* WHAT THE TASK ASKS
Which lines in the items below contain the word "window"? Copy each of those lines in full.
-- Begin --
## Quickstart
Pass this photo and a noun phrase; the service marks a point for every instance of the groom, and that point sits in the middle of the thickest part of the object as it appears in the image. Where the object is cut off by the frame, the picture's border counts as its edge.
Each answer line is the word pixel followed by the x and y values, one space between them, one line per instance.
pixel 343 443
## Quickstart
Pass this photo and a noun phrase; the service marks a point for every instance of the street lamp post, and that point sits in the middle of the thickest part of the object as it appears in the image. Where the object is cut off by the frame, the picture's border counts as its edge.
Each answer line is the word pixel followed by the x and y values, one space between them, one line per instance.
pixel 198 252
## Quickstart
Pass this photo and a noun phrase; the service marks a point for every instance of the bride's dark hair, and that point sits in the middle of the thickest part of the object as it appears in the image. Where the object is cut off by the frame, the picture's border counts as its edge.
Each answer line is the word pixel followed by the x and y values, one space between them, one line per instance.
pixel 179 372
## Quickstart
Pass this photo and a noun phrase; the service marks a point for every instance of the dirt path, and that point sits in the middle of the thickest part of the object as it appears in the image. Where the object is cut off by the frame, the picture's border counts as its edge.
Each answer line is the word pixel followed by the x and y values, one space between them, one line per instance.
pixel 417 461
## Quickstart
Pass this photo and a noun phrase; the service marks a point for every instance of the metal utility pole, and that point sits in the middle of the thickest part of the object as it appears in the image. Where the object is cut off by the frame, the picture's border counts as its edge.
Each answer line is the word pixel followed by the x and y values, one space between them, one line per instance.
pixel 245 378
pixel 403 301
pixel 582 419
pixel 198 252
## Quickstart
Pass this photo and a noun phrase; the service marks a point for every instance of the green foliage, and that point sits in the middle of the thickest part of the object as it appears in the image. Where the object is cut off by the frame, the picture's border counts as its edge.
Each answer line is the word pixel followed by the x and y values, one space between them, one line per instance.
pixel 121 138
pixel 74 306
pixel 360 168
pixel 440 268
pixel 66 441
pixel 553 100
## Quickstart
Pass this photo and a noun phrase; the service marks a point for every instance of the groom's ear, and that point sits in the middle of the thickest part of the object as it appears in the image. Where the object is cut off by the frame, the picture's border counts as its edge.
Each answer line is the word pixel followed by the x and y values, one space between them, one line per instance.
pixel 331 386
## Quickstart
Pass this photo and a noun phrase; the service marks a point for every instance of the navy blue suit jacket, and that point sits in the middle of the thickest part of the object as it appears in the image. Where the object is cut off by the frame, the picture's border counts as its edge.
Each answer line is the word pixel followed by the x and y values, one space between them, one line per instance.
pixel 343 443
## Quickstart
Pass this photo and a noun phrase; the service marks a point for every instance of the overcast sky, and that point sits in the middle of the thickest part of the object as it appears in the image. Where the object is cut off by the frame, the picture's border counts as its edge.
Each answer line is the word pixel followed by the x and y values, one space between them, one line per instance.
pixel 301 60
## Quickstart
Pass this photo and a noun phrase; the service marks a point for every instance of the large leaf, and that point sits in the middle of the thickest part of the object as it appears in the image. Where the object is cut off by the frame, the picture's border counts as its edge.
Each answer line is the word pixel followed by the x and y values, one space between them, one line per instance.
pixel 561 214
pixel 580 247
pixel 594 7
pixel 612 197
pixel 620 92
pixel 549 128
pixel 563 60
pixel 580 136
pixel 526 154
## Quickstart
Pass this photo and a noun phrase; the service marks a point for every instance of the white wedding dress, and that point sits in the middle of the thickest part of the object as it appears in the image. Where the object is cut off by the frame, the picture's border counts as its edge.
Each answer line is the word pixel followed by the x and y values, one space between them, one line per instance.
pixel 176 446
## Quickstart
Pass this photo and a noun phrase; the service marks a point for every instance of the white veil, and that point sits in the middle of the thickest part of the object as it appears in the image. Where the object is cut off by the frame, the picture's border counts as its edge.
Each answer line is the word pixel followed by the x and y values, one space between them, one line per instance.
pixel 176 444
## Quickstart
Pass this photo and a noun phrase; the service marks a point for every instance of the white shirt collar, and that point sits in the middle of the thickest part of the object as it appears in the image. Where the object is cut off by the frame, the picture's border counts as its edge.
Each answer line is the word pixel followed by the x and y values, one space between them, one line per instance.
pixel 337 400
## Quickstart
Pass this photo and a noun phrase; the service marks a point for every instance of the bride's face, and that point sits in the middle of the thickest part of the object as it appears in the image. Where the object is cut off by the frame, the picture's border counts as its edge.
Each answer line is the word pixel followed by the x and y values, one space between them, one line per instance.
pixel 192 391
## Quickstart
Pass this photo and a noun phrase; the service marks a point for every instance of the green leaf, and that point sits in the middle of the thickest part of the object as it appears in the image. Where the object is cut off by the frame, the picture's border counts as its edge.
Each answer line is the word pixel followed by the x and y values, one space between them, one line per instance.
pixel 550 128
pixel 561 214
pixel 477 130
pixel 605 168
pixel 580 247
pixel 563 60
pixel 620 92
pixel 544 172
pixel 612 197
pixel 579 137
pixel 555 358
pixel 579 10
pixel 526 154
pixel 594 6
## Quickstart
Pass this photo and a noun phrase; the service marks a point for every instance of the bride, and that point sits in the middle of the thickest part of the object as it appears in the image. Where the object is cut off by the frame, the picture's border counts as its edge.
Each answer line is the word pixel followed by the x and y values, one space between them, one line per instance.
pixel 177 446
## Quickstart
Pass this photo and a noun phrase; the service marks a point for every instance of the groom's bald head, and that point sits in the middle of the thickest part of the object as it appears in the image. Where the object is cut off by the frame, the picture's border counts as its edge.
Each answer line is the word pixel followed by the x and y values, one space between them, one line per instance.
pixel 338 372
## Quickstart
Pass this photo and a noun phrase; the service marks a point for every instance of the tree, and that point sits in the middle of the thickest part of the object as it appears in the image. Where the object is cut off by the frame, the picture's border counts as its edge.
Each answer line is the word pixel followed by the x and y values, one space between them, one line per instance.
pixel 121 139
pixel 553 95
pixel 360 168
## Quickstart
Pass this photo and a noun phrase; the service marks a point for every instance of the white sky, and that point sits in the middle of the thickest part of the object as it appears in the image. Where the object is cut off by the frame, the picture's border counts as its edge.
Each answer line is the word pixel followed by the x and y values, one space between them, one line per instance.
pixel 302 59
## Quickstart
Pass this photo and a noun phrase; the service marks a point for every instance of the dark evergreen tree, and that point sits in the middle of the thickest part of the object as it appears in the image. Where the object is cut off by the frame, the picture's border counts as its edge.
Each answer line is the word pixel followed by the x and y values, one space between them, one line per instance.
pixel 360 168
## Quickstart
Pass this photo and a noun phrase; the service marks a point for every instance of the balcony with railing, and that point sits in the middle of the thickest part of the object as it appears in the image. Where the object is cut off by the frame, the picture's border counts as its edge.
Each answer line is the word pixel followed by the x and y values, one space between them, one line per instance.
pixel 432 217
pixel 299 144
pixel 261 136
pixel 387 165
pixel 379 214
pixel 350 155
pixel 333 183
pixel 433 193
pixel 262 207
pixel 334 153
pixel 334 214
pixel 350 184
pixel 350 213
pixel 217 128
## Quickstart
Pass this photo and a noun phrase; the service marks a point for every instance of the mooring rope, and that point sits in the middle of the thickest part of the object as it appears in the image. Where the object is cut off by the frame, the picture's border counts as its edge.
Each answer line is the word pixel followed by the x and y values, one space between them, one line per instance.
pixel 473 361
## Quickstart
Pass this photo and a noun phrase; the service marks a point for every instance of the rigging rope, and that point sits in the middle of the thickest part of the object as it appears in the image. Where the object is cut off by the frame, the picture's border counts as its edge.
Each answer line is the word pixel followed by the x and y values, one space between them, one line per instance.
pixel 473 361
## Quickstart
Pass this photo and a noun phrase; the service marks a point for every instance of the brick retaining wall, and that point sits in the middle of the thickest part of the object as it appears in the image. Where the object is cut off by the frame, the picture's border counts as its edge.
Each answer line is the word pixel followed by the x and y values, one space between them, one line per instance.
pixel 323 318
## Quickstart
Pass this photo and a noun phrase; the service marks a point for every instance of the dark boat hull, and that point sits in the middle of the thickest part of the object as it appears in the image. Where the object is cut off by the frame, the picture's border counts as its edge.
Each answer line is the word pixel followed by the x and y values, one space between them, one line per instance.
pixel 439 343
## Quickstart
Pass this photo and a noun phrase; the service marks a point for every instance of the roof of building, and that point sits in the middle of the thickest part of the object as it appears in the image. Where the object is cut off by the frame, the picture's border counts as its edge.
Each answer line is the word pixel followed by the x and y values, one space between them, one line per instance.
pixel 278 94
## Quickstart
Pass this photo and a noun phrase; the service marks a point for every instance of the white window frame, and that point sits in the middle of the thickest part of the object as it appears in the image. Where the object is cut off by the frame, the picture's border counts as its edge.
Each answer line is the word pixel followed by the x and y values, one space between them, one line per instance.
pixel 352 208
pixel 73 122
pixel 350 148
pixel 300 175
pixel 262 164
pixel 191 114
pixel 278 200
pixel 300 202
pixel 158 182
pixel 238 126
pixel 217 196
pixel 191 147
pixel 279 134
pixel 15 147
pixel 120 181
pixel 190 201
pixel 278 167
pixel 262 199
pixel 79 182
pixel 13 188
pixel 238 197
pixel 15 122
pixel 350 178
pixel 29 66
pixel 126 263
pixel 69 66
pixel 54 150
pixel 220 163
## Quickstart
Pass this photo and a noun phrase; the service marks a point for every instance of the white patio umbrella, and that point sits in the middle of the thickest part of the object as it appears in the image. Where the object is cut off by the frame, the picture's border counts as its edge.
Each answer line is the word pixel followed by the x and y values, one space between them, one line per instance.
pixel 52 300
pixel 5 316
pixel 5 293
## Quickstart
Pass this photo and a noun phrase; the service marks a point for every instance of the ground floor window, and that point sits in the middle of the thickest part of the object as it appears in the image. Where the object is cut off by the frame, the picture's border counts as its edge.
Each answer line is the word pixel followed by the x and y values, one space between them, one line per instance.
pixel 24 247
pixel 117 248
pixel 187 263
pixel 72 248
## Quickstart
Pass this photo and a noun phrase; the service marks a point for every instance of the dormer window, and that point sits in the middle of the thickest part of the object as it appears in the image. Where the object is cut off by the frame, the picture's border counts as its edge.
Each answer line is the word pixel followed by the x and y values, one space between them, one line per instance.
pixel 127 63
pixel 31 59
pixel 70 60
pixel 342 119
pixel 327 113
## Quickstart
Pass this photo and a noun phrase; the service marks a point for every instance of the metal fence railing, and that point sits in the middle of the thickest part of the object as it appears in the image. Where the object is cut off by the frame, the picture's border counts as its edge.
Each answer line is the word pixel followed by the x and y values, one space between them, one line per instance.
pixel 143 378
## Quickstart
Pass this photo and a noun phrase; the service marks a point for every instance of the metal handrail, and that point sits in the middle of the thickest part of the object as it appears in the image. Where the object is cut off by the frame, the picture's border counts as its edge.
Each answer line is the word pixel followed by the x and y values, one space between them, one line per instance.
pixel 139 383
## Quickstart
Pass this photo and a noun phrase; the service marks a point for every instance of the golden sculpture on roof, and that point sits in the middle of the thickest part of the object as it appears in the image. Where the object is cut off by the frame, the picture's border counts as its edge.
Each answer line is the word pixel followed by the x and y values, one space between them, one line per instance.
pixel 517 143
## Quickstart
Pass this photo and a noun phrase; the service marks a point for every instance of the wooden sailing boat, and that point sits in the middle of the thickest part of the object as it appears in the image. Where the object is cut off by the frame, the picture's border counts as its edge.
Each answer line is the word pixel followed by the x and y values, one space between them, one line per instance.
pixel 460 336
-- End --
* SOLVED EXERCISE
Pass this photo and a noun phrase; the service marks a point for every instance of the white window frame, and that point sits in the middle of the thickest part of the object as it appears in the image. Where the object is cut off by the frame, the picture's border counts as its edge.
Pass this photo and a noun phrase; the service marks a point for every instance of the ground floor window, and that point sits in the middle of the thickest part of the object as it appears in the image. Where the object is cut off by the frame, the picture's border counts as its edge.
Pass this photo and a noun phrase; the service marks a point for every instance of the dormer window, and that point sits in the middle of the thickest part of the object as it appears in the image. Where the object is cut off by the frame, the picture's border counts as its edge.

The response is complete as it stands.